▶ Fragmento
Cuando Thomas Jefferson [tercer presidente de Estados Unidos, 1801-1809] agonizaba en su mansión construida sobre una colina, Monticello, a finales de junio de 1826, escribió una carta en la que explicaba a los habitantes de la ciudad de Washington que estaba demasiado enfermo para participar en las festividades con las que iban a conmemorar el 50º aniversario de la Declaración de Independencia.

Con ánimo de inspirar a los congregados, les dijo que, un día, el experimento que habían iniciado él y los demás fundadores se extendería a todo el mundo.

"A unos sitios antes, a otros después, pero, al final, a todas partes", escribió; el autogobierno republicano surgido en Estados Unidos se convertiría en derecho inalienable de todas las naciones. El triunfo de la democracia en todo el mundo estaba garantizado, proseguía, porque "el ejercicio ilimitado de la razón y la libertad de opinión" convencería pronto a todos los hombres de que habían nacido no para ser gobernados, sino para gobernarse a sí mismos con libertad.

La libertad que representa Estados Unidos aspira a ser universal, pero siempre ha sido excepcional porque Estados Unidos es el único experimento democrático moderno que surgió de la esclavitud
La libertad iraquí también depende de algo igualmente complicado de medir: qué precio, en cuerpos y vidas de soldados, está dispuesto a pagar el pueblo estadounidense

Fue la última carta que escribió. Aquel apóstol de la libertad que era dueño de esclavos, aquel genio incomparable propenso al escándalo moral, murió 10 días después, el 4 de julio de 1826.

Es imposible desentrañar las contradicciones de la libertad en Estados Unidos sin pensar en Jefferson y el abismo espiritual que separa su pronunciamiento de que "todos los hombres son creados iguales" de la realidad de los seres humanos de los que era dueño, con los que se acostaba y a los que nunca concibió como conciudadanos.

La libertad que representa Estados Unidos aspira a ser universal, pero siempre ha sido excepcional porque Estados Unidos es el único experimento democrático moderno que surgió de la esclavitud. Desde la Proclamación de la Emancipación, en 1863, hasta la Ley de Derechos Civiles, de 1964, tuvo que pasar un siglo para que la promesa de la libertad americana empezara siquiera a respetarse.

▶ Líneas proporcionadas
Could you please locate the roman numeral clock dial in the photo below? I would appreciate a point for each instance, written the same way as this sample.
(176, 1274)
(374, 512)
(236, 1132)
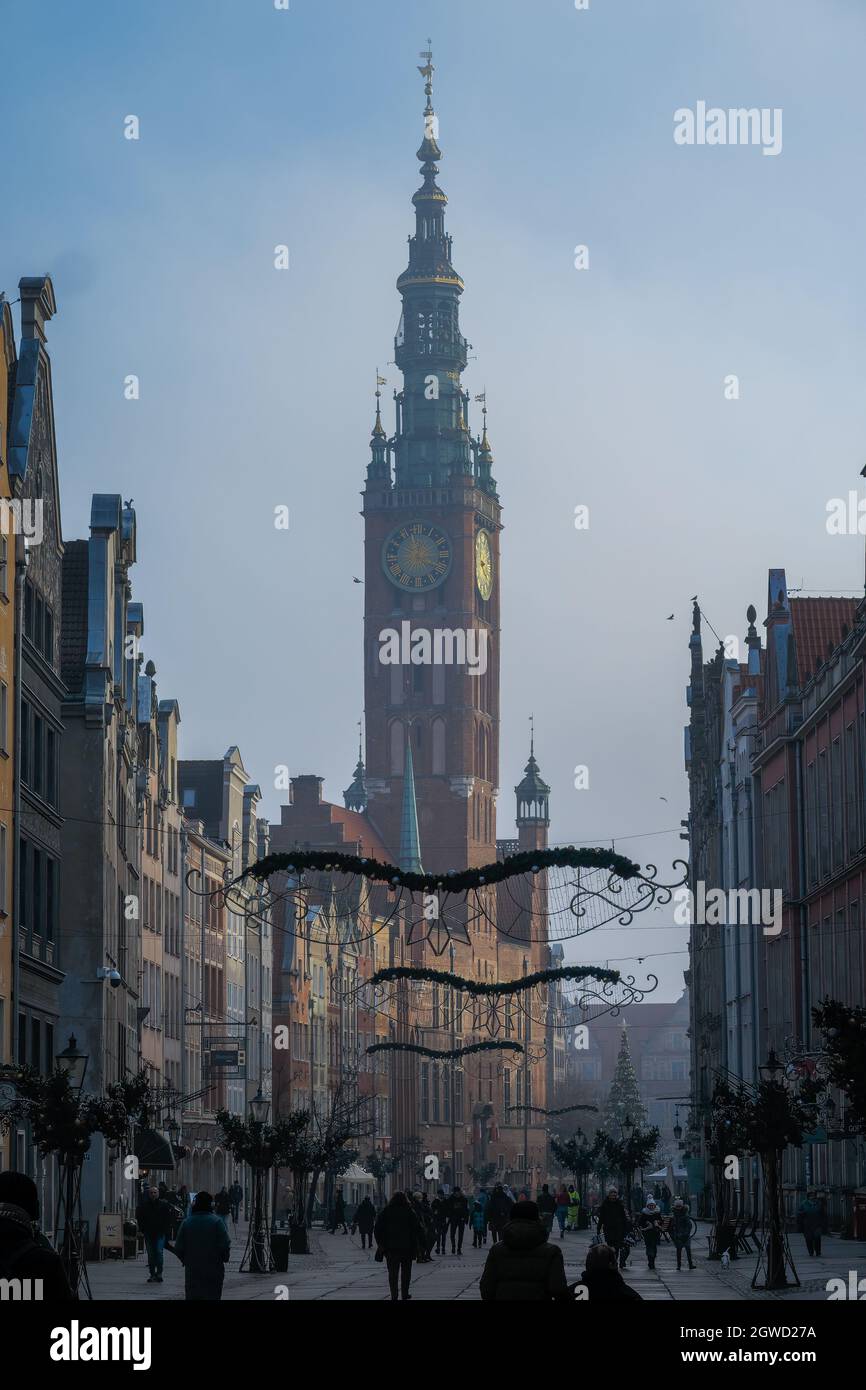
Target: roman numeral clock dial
(417, 556)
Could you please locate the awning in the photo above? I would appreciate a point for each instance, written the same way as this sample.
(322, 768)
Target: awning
(355, 1173)
(153, 1150)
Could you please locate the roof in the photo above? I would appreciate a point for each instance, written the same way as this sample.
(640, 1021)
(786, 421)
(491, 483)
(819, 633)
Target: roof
(74, 628)
(819, 627)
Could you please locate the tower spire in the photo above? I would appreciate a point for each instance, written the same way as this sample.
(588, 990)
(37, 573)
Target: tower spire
(355, 795)
(410, 843)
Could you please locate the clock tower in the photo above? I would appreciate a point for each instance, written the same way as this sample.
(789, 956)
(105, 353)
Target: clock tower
(431, 534)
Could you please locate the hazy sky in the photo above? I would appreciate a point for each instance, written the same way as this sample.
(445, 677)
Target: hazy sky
(605, 387)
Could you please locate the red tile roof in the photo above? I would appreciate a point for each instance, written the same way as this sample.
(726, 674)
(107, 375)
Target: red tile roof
(818, 628)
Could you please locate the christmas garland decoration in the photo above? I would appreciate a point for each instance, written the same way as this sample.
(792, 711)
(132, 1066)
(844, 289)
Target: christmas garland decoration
(449, 1055)
(485, 987)
(531, 861)
(565, 1109)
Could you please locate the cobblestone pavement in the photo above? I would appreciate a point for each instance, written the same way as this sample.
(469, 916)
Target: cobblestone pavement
(339, 1269)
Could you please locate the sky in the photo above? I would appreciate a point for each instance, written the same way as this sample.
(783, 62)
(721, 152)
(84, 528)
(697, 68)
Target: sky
(606, 385)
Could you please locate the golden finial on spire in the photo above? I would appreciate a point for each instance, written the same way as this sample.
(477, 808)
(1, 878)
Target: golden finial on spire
(380, 381)
(431, 124)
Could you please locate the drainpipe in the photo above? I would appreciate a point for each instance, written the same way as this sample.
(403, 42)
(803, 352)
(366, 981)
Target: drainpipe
(21, 560)
(804, 938)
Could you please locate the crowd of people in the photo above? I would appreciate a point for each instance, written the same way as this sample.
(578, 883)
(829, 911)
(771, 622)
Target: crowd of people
(523, 1262)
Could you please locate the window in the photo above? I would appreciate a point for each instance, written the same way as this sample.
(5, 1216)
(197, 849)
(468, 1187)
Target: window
(25, 742)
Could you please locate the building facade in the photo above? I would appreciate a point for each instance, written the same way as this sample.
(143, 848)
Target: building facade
(102, 786)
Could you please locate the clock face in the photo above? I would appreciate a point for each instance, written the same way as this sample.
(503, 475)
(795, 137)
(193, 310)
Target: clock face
(417, 556)
(484, 565)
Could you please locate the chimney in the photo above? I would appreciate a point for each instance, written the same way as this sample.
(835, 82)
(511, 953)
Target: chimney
(306, 790)
(38, 305)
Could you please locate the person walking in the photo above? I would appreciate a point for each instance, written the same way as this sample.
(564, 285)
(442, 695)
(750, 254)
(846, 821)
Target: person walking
(223, 1205)
(484, 1197)
(458, 1216)
(811, 1221)
(24, 1250)
(602, 1279)
(398, 1236)
(438, 1209)
(427, 1235)
(153, 1216)
(364, 1221)
(613, 1222)
(562, 1211)
(681, 1232)
(546, 1208)
(499, 1211)
(649, 1225)
(339, 1214)
(524, 1265)
(478, 1223)
(203, 1248)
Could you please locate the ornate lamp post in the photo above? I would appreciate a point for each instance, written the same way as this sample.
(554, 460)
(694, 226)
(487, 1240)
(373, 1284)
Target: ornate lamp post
(257, 1254)
(74, 1064)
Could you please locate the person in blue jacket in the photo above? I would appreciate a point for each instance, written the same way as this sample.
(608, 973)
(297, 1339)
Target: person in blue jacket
(203, 1248)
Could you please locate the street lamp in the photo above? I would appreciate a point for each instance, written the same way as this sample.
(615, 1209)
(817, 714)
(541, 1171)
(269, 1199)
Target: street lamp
(259, 1243)
(260, 1108)
(74, 1064)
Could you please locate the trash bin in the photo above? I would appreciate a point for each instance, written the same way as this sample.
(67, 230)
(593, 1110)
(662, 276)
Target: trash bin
(299, 1243)
(280, 1250)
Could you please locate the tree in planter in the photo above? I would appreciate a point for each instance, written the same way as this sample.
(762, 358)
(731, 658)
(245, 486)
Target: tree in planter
(577, 1157)
(844, 1033)
(483, 1175)
(762, 1119)
(634, 1150)
(381, 1166)
(623, 1101)
(63, 1122)
(262, 1147)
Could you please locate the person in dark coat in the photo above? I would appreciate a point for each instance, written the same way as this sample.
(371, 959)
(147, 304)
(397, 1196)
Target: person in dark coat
(339, 1214)
(439, 1214)
(651, 1223)
(602, 1279)
(364, 1219)
(613, 1222)
(498, 1211)
(223, 1205)
(546, 1205)
(398, 1235)
(811, 1221)
(153, 1215)
(458, 1216)
(426, 1226)
(24, 1250)
(203, 1248)
(524, 1265)
(681, 1232)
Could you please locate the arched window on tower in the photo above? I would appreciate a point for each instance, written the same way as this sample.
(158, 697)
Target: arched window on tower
(396, 748)
(438, 683)
(438, 744)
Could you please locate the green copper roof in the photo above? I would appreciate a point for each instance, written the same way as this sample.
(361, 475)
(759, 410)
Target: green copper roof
(410, 844)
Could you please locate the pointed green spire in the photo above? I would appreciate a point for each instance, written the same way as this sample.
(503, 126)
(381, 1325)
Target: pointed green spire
(410, 844)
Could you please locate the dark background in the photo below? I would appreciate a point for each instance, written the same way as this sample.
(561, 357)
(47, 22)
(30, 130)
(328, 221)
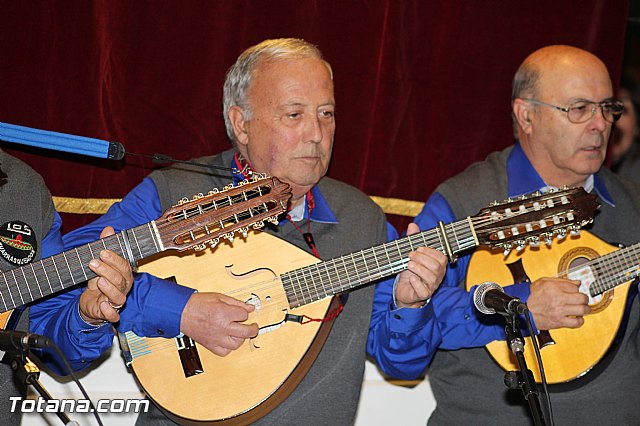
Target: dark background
(423, 87)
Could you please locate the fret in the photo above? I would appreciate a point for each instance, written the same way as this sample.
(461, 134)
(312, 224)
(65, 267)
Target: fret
(298, 298)
(454, 235)
(326, 268)
(355, 268)
(335, 267)
(46, 276)
(400, 254)
(135, 239)
(6, 287)
(366, 266)
(16, 287)
(369, 264)
(26, 280)
(81, 263)
(35, 275)
(313, 282)
(53, 260)
(64, 256)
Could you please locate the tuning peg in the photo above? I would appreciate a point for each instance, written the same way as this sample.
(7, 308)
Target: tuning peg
(244, 231)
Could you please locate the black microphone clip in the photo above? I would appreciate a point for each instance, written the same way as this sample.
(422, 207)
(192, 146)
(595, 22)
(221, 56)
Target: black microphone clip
(489, 298)
(12, 341)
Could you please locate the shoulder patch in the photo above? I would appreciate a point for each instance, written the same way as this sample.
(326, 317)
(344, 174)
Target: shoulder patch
(18, 242)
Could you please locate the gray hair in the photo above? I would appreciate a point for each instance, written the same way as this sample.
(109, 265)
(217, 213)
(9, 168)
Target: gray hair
(240, 75)
(525, 84)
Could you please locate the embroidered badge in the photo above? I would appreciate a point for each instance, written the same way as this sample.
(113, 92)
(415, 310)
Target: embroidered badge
(18, 243)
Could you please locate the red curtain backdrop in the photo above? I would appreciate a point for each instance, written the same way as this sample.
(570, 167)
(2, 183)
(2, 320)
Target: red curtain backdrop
(423, 87)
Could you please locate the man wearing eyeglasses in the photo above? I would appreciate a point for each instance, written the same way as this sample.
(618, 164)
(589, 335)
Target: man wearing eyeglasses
(563, 109)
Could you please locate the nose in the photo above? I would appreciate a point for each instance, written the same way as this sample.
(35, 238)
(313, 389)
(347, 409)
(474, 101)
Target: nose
(598, 121)
(313, 129)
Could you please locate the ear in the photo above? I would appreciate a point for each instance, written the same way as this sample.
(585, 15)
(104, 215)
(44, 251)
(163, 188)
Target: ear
(523, 113)
(239, 124)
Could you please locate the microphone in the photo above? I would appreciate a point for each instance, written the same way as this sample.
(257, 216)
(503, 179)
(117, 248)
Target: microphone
(489, 298)
(61, 142)
(11, 340)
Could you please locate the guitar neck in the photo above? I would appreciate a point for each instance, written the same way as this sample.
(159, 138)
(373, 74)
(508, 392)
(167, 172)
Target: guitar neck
(320, 280)
(36, 280)
(615, 268)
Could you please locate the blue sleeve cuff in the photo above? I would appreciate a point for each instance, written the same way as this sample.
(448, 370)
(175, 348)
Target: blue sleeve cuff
(154, 307)
(410, 320)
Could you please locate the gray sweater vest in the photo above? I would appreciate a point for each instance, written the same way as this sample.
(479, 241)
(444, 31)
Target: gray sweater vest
(330, 391)
(25, 199)
(468, 385)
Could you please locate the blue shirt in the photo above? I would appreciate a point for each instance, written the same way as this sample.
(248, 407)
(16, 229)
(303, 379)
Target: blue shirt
(154, 306)
(403, 341)
(58, 318)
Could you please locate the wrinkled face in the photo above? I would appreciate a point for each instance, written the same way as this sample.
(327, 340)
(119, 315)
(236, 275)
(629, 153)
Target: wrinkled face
(567, 152)
(290, 132)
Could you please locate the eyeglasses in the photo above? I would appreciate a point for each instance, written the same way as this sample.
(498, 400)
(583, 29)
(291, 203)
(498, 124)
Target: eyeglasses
(582, 111)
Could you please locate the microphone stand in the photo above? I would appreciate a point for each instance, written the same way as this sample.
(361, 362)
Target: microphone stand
(522, 379)
(27, 372)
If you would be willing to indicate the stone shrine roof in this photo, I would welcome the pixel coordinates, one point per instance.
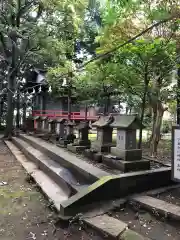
(103, 121)
(126, 122)
(83, 125)
(69, 123)
(51, 120)
(60, 120)
(44, 118)
(36, 117)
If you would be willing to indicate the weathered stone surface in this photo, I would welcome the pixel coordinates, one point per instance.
(66, 159)
(108, 225)
(131, 235)
(89, 153)
(126, 166)
(127, 155)
(48, 186)
(164, 208)
(76, 149)
(97, 157)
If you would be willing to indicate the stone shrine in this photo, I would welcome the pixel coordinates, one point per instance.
(125, 156)
(103, 142)
(60, 128)
(37, 123)
(44, 123)
(126, 146)
(82, 142)
(52, 125)
(69, 134)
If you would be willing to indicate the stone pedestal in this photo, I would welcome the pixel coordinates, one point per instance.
(93, 155)
(103, 142)
(129, 157)
(69, 136)
(60, 128)
(83, 142)
(126, 166)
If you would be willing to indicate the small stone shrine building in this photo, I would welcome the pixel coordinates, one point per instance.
(37, 123)
(126, 146)
(82, 142)
(60, 128)
(83, 129)
(52, 125)
(44, 123)
(103, 142)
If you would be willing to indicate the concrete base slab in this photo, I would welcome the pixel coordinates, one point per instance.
(108, 225)
(97, 157)
(126, 166)
(93, 155)
(48, 186)
(102, 148)
(127, 155)
(131, 235)
(89, 153)
(76, 149)
(153, 204)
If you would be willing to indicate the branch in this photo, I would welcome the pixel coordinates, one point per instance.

▶ Requisitos de la tarea
¿Cómo seguiría el fragmento sobre Jefferson y la libertad en Estados Unidos? Escribe su continuación a partir de la última oración. Las líneas no hacen falta para resolver esto.

▶ Resultado del ejercicio
A pesar del carácter excepcional de esta idea de libertad, todos los presidentes de Estados Unidos han proclamado su deber de defenderla en otros lugares, como derecho inalienable y universal de la humanidad.

John F. Kennedy [presidente de 1961 a 1963] se hizo eco de Jefferson cuando, en un discurso pronunciado en 1961, dijo que la propagación de la libertad en el extranjero estaba impulsada por "la fuerza del derecho y la razón"; sin embargo, proseguía con un tono serio y pragmático, "la razón no siempre convence a los hombres irracionales".

El jugador de Tejas

El contraste entre Kennedy y el actual ocupante de la Casa Blanca es llamativo. Hasta George W. Bush, ningún presidente estadounidense había llegado a arriesgar su presidencia sobre la premisa de que Jefferson podría tener razón. Sin embargo, este jugador de Tejas ha apostado su lugar en la historia por ese principio.

Si la democracia arraiga en Irak y se extiende a todo Oriente Próximo, a Bush se le recordará como un visionario sincero. Si Irak fracasa, será su Vietnam, y ninguno de los demás aspectos de su mandato importará mucho.

Las consecuencias serán más positivas si el presidente empieza a mostrar alguna preocupación por la discrepancia entre sus palabras y las acciones de su Gobierno. Es verdad que el presupuesto del Fondo Nacional para la Democracia se ha duplicado, pero sigue siendo de sólo 80 millones de dólares al año.

No obstante, aunque hubiera más dinero, existen tales dudas en Oriente Próximo sobre la sinceridad del presidente -después de 60 años de presidentes de Estados Unidos que se han dedicado a adular a los tiranos de la región-, que cada dólar invertido en democracia para la región corre el peligro de perjudicar la causa que se supone que debe apoyar.

Luego están los prisioneros, el hombre encapuchado con cables que cuelgan del cuerpo, ese símbolo universal del abismo entre el ideal de la libertad americana y la sórdida -y criminal- realidad de las detenciones y los interrogatorios en Estados Unidos. Ante el ejemplo repugnante de esos malos tratos, toda la palabrería sobre democracia parece una serie de frases huecas.

El hecho de que no se condene por estos delitos a nadie por encima del rango de sargento hace que muchos estadounidenses y gran parte del mundo se pregunten si la visión que tenía Thomas Jefferson de Estados Unidos no ha degenerado en una ideología de la autocongratulación, cuya función ya no es inspirar sino mentir.

Sin embargo, si la visión de Jefferson fuera sólo eso, una ideología de la autocongratula-ción, nunca habría movido a los estadounidenses a esforzarse para reducir las diferencias entre el sueño y la realidad. Pensemos en la fuerza explosiva que ha tenido la innegable verdad de Jefferson. Primero los hombres blancos de clase trabajadora, luego las mujeres, luego los negros, luego los discapacitados, luego los homosexuales; todos han utilizado sus palabras para exigir que se cumpliera la promesa que hasta entonces se les había negado.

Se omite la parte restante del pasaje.